__Collected data__.
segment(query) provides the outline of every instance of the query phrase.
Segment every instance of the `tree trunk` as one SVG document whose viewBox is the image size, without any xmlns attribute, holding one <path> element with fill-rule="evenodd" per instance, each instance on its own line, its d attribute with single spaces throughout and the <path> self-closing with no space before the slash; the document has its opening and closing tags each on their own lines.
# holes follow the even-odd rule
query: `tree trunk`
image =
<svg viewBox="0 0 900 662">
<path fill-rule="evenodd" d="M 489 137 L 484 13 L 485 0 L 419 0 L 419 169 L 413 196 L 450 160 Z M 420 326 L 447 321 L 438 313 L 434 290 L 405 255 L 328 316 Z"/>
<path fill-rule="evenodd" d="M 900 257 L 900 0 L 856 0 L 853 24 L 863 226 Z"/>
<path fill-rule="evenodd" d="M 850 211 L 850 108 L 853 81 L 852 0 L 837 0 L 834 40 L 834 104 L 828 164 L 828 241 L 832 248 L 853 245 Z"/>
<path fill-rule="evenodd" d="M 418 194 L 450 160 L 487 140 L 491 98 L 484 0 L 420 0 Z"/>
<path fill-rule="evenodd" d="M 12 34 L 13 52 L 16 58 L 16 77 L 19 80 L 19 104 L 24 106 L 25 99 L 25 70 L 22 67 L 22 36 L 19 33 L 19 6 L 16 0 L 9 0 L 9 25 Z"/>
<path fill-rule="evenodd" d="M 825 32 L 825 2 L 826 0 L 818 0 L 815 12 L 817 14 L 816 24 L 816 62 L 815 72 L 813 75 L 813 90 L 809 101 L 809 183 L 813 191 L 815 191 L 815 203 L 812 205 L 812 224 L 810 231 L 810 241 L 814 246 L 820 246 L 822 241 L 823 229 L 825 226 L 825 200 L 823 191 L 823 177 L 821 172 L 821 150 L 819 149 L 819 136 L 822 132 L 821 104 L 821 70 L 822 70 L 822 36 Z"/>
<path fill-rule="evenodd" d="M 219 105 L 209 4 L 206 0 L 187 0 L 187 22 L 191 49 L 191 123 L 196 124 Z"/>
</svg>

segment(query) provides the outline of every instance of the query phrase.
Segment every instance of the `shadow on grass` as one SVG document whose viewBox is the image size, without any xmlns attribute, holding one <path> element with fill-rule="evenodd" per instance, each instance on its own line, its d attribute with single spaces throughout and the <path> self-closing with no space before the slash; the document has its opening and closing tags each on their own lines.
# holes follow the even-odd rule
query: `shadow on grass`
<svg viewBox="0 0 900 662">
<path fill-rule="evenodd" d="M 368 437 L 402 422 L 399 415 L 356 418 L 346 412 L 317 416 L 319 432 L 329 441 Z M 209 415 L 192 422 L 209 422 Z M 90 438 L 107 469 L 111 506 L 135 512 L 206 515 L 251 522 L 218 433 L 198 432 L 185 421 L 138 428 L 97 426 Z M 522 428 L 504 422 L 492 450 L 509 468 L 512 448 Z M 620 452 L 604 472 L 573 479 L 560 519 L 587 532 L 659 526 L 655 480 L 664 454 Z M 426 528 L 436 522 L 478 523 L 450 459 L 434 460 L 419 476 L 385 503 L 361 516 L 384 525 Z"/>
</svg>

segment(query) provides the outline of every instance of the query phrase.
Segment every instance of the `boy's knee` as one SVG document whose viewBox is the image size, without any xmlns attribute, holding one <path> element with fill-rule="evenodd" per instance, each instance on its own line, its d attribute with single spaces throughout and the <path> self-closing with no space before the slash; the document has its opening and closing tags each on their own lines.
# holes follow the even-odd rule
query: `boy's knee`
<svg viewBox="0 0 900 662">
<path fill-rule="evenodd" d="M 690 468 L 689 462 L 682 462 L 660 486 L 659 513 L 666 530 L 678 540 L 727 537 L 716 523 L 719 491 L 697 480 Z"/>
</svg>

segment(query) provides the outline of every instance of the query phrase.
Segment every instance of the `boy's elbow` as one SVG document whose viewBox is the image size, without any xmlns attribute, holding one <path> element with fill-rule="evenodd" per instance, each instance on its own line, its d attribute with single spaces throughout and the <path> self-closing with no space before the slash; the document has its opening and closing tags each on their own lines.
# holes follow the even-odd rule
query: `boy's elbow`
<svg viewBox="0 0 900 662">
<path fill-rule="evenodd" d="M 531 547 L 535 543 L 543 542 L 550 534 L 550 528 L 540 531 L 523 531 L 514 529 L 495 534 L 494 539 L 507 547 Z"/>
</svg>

__WORK INSTRUCTION__. Write each record above out again exactly as it reads.

__FINAL ANSWER__.
segment(query) provides the outline of every instance of the query phrase.
Segment every instance of the `tree trunk` as one SVG document whose viewBox is the image size, without any xmlns attribute, holding one <path> element with fill-rule="evenodd" per instance, each instance on its own line, its d attribute with single spaces throughout and the <path> self-closing with no space before the slash; the document has its opening and closing tags each on their own lines.
# holes follow the even-odd rule
query: `tree trunk`
image =
<svg viewBox="0 0 900 662">
<path fill-rule="evenodd" d="M 489 137 L 484 13 L 485 0 L 419 0 L 419 169 L 413 196 L 450 160 Z M 420 326 L 447 321 L 438 313 L 434 290 L 405 255 L 328 316 Z"/>
<path fill-rule="evenodd" d="M 900 257 L 900 0 L 856 0 L 853 24 L 863 226 Z"/>
<path fill-rule="evenodd" d="M 850 211 L 850 108 L 853 81 L 852 0 L 837 0 L 834 40 L 834 104 L 828 164 L 828 241 L 832 248 L 853 245 Z"/>
<path fill-rule="evenodd" d="M 418 194 L 450 160 L 487 140 L 491 98 L 484 0 L 420 0 Z"/>
<path fill-rule="evenodd" d="M 12 34 L 13 52 L 16 58 L 16 77 L 19 80 L 19 104 L 24 106 L 25 99 L 25 70 L 22 67 L 22 36 L 19 33 L 19 6 L 16 0 L 9 0 L 9 25 Z"/>
<path fill-rule="evenodd" d="M 825 32 L 825 2 L 826 0 L 818 0 L 815 12 L 817 14 L 816 24 L 816 62 L 815 72 L 813 75 L 813 90 L 809 101 L 809 183 L 813 191 L 815 191 L 815 203 L 812 205 L 812 224 L 810 231 L 810 241 L 814 246 L 820 246 L 822 241 L 823 229 L 825 226 L 825 200 L 823 191 L 823 177 L 821 172 L 821 150 L 819 149 L 819 136 L 822 132 L 821 104 L 821 70 L 822 70 L 822 36 Z"/>
<path fill-rule="evenodd" d="M 219 105 L 209 4 L 206 0 L 187 0 L 187 22 L 191 49 L 191 123 L 196 124 Z"/>
</svg>

segment(query) provides the outline of every instance of the query phrase.
Segment every instance of the `shadow on grass` as one SVG document whose viewBox is the image size, without any xmlns attribute, holding one <path> element with fill-rule="evenodd" per instance, each instance on its own line, its d attribute with single spaces throughout and the <path> self-closing with no space before the slash; the document has its opening and closing tags each on their own lines.
# holes follow the even-odd rule
query: `shadow on grass`
<svg viewBox="0 0 900 662">
<path fill-rule="evenodd" d="M 368 437 L 402 422 L 399 415 L 356 418 L 346 412 L 317 416 L 319 432 L 329 441 Z M 209 415 L 192 422 L 209 422 Z M 90 438 L 107 469 L 111 506 L 135 512 L 206 515 L 251 522 L 218 433 L 198 432 L 185 421 L 138 428 L 97 426 Z M 522 428 L 504 422 L 492 450 L 509 468 L 512 448 Z M 620 452 L 604 472 L 573 479 L 560 519 L 587 532 L 659 526 L 655 480 L 664 454 Z M 426 528 L 436 522 L 478 523 L 450 459 L 434 460 L 419 476 L 385 503 L 361 516 L 384 525 Z"/>
</svg>

segment(query) provides the outline of every instance of the query phrase.
Segment every instance of the `boy's knee` as one SVG document whose viewBox is the image size, without any xmlns attribute, holding one <path> element with fill-rule="evenodd" per instance, each instance on its own line, its d attribute with single spaces throughout and the <path> self-closing with no space before the slash; the document has its opening and closing tags each on their own lines.
# holes follow the even-odd rule
query: `boy's knee`
<svg viewBox="0 0 900 662">
<path fill-rule="evenodd" d="M 690 468 L 689 462 L 682 462 L 660 486 L 659 513 L 666 530 L 678 540 L 727 537 L 716 523 L 719 491 L 697 480 Z"/>
</svg>

segment(query) provides the outline of every instance of the query phrase.
Segment every instance of the `boy's elbow` as one SVG document whose viewBox is the image size, without any xmlns attribute, holding one <path> element with fill-rule="evenodd" per instance, each instance on its own line, its d attribute with single spaces throughout and the <path> self-closing with no space before the slash; the document has its opening and closing tags each on their own lines.
# holes follow the even-odd rule
query: `boy's elbow`
<svg viewBox="0 0 900 662">
<path fill-rule="evenodd" d="M 531 547 L 535 543 L 543 542 L 550 534 L 550 528 L 540 531 L 523 531 L 514 529 L 495 534 L 494 539 L 507 547 Z"/>
</svg>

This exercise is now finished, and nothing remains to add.